Data corruption on transport protocol on 1/16 of the nodes

Elasticsearch version (bin/elasticsearch --version): Version: 6.8.18, Build: oss/tar/aca2329/2021-07-28T16:06:05.232873Z, JVM: 11.0.12

Plugins installed: analysis-icu

JVM version (java -version):

openjdk version "11.0.12" 2021-07-20
OpenJDK Runtime Environment (build 11.0.12+7-1)
OpenJDK 64-Bit Server VM (build 11.0.12+7-1, mixed mode)

OS version (uname -a if on a Unix-like system): FreeBSD fmfe00 13.0-STABLE FreeBSD 13.0-STABLE #4 stable/13-n245004-ea1f0ecc15bc-dirty: Sun Mar 21 16:20:19 CET 2021 root@builder:/usr/obj/usr/src/amd64.amd64/sys/BOOTCLNT amd64

Description of the problem including expected versus actual behavior: On a cluster with 16 data nodes strange errors occur if one of the nodes are in the cluster, but -until now- only with one of the indices. We have corrupt data errors with the Java (transport) client and elasticsearch errors as well. Typical errors on elastic side: TranslogCorruptedException[translog from source [recovery] is corrupted, checksum verification failed - expected: 0x57ede47c, got: 0x895d92fc java.io.StreamCorruptedException: invalid internal transport message format and the like, all showing that there's some kind of a corruption on the node, happening on the transport protocol. However, when I move the index in question off from it, everything works fine.

Steps to reproduce: The easiest way to reproduce the error:

create a new index in the cluster with number_of_replicas: 2 and with 40 shards (same as the source index), excluding that node
reroute the primary shards to the given node
start a reindex (happening with a multi thread python script, which uses bulk operations) on the index in question
after a while, transport_serialization_exception errors start to appear

So far I could reproduce this with a high success ratio.

Provide logs (if relevant):

During the reindex process, I get these errors for bulk ops:

{'create': {'_id': '15264381',
            '_index': 'accounts_681',
            '_type': '_doc',
            'error': {'caused_by': {'reason': 'unexpected byte [0x08]',
                                    'type': 'illegal_state_exception'},
                      'reason': 'Failed to deserialize response from handler '
                                '[org.elasticsearch.transport.TransportService$ContextRestoreResponseHandler]',
                      'type': 'transport_serialization_exception'},
            'status': 500}}

So far I could reproduce this only when the failing node is the source node (ie it holds the primary shard. If it has only the secondaries, the reindex process could finish).

* **Records for this exercise**:
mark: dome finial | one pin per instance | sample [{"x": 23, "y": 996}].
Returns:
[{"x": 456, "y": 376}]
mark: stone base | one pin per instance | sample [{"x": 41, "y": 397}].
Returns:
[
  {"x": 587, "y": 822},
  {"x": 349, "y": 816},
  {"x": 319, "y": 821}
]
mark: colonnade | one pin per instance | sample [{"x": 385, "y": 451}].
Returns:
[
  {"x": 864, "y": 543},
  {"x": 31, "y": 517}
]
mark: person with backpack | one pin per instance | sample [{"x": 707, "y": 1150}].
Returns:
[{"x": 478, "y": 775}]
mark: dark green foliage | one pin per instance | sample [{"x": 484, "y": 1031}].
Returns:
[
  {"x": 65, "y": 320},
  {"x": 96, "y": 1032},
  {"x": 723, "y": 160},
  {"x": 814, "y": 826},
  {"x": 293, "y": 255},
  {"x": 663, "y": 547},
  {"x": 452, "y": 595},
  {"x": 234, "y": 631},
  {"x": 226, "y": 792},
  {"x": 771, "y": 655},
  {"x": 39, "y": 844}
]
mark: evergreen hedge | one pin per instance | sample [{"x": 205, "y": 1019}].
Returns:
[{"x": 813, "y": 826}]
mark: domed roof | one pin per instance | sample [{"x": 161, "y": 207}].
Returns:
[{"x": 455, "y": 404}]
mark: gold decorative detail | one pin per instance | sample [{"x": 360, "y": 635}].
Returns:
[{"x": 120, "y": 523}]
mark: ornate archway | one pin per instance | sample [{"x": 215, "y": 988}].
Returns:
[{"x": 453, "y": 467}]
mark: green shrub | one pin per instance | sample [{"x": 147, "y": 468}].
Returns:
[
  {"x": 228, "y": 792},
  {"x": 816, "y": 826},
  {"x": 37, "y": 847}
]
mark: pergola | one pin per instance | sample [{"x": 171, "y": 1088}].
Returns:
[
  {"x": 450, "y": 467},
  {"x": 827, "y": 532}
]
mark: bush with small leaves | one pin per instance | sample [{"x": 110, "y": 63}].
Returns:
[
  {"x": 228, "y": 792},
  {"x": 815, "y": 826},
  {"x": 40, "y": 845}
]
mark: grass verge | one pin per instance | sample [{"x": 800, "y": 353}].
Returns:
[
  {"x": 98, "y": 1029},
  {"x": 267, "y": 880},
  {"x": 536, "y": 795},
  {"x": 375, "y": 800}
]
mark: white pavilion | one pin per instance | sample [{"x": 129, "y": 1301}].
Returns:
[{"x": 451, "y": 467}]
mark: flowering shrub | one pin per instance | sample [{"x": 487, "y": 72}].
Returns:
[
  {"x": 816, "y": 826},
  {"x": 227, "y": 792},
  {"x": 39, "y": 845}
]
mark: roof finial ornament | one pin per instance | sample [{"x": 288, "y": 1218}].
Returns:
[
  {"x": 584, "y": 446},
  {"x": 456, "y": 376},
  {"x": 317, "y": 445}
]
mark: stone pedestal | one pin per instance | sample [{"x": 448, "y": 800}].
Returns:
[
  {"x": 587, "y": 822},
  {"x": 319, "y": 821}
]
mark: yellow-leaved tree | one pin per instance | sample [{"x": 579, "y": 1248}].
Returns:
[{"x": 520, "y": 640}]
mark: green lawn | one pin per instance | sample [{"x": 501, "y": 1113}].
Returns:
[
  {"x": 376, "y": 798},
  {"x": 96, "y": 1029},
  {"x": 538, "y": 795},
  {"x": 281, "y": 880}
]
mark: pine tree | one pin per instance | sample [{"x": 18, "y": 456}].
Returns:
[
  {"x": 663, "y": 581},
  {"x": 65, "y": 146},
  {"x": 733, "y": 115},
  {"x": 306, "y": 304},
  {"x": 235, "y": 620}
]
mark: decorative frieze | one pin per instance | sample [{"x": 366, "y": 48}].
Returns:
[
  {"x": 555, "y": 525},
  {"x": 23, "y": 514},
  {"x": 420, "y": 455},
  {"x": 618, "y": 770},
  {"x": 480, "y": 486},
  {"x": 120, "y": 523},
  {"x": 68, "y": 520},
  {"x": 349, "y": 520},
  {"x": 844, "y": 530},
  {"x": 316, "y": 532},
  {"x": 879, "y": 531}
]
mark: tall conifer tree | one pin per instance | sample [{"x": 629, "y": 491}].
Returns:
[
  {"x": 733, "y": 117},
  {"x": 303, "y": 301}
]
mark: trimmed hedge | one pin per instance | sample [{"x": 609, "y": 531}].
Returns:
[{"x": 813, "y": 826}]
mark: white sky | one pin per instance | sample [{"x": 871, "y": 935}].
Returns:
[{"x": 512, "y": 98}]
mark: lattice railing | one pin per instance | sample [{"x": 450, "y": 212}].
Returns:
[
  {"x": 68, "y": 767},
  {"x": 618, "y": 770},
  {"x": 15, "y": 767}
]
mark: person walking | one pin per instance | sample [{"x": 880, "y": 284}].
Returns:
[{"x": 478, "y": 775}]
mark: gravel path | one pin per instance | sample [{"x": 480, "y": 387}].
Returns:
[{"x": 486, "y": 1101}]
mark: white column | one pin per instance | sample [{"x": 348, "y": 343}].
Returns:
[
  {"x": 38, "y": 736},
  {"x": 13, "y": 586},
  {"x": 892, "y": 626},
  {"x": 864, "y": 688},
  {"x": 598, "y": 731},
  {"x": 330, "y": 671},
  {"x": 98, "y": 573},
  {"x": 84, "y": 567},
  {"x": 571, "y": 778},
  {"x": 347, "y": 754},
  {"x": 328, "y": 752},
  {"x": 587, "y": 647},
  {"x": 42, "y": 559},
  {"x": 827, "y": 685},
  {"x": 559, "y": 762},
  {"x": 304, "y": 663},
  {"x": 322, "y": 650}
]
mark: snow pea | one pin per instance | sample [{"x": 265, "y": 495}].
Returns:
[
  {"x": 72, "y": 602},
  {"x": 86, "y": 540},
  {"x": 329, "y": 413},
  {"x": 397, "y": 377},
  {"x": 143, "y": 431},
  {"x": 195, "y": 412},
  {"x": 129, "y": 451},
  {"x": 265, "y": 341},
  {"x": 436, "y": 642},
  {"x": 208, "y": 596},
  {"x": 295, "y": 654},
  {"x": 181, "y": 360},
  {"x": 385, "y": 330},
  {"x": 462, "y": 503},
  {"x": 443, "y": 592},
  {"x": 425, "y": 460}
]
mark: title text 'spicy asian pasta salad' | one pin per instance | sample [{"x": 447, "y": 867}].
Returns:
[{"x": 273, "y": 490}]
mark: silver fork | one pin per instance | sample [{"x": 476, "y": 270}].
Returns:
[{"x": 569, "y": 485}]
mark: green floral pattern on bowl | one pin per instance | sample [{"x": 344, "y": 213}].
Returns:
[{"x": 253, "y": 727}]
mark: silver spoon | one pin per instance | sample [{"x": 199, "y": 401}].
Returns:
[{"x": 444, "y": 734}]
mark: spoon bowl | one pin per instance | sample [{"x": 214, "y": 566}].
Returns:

* **To be done**:
(1) Echo the bug report between "Data corruption on" and "11.0.12+7-1, mixed mode)", inclusive.
(2) Please arrange the lines of the entries as a JSON list of strings, one string per line and blank lines left out. Include only the lines from the one holding "mark: white column" through the end of the entries, inclusive.

* **Exercise results**:
(1)
Data corruption on transport protocol on 1/16 of the nodes

Elasticsearch version (bin/elasticsearch --version): Version: 6.8.18, Build: oss/tar/aca2329/2021-07-28T16:06:05.232873Z, JVM: 11.0.12

Plugins installed: analysis-icu

JVM version (java -version):

openjdk version "11.0.12" 2021-07-20
OpenJDK Runtime Environment (build 11.0.12+7-1)
OpenJDK 64-Bit Server VM (build 11.0.12+7-1, mixed mode)

(2)
[
  "mark: white column | one pin per instance | sample [{\"x\": 348, \"y\": 343}].",
  "Returns:",
  "[",
  "  {\"x\": 38, \"y\": 736},",
  "  {\"x\": 13, \"y\": 586},",
  "  {\"x\": 892, \"y\": 626},",
  "  {\"x\": 864, \"y\": 688},",
  "  {\"x\": 598, \"y\": 731},",
  "  {\"x\": 330, \"y\": 671},",
  "  {\"x\": 98, \"y\": 573},",
  "  {\"x\": 84, \"y\": 567},",
  "  {\"x\": 571, \"y\": 778},",
  "  {\"x\": 347, \"y\": 754},",
  "  {\"x\": 328, \"y\": 752},",
  "  {\"x\": 587, \"y\": 647},",
  "  {\"x\": 42, \"y\": 559},",
  "  {\"x\": 827, \"y\": 685},",
  "  {\"x\": 559, \"y\": 762},",
  "  {\"x\": 304, \"y\": 663},",
  "  {\"x\": 322, \"y\": 650}",
  "]",
  "mark: snow pea | one pin per instance | sample [{\"x\": 265, \"y\": 495}].",
  "Returns:",
  "[",
  "  {\"x\": 72, \"y\": 602},",
  "  {\"x\": 86, \"y\": 540},",
  "  {\"x\": 329, \"y\": 413},",
  "  {\"x\": 397, \"y\": 377},",
  "  {\"x\": 143, \"y\": 431},",
  "  {\"x\": 195, \"y\": 412},",
  "  {\"x\": 129, \"y\": 451},",
  "  {\"x\": 265, \"y\": 341},",
  "  {\"x\": 436, \"y\": 642},",
  "  {\"x\": 208, \"y\": 596},",
  "  {\"x\": 295, \"y\": 654},",
  "  {\"x\": 181, \"y\": 360},",
  "  {\"x\": 385, \"y\": 330},",
  "  {\"x\": 462, \"y\": 503},",
  "  {\"x\": 443, \"y\": 592},",
  "  {\"x\": 425, \"y\": 460}",
  "]",
  "mark: title text 'spicy asian pasta salad' | one pin per instance | sample [{\"x\": 447, \"y\": 867}].",
  "Returns:",
  "[{\"x\": 273, \"y\": 490}]",
  "mark: silver fork | one pin per instance | sample [{\"x\": 476, \"y\": 270}].",
  "Returns:",
  "[{\"x\": 569, \"y\": 485}]",
  "mark: green floral pattern on bowl | one pin per instance | sample [{\"x\": 344, \"y\": 213}].",
  "Returns:",
  "[{\"x\": 253, \"y\": 727}]",
  "mark: silver spoon | one pin per instance | sample [{\"x\": 199, \"y\": 401}].",
  "Returns:",
  "[{\"x\": 444, \"y\": 734}]",
  "mark: spoon bowl | one pin per instance | sample [{\"x\": 214, \"y\": 566}].",
  "Returns:"
]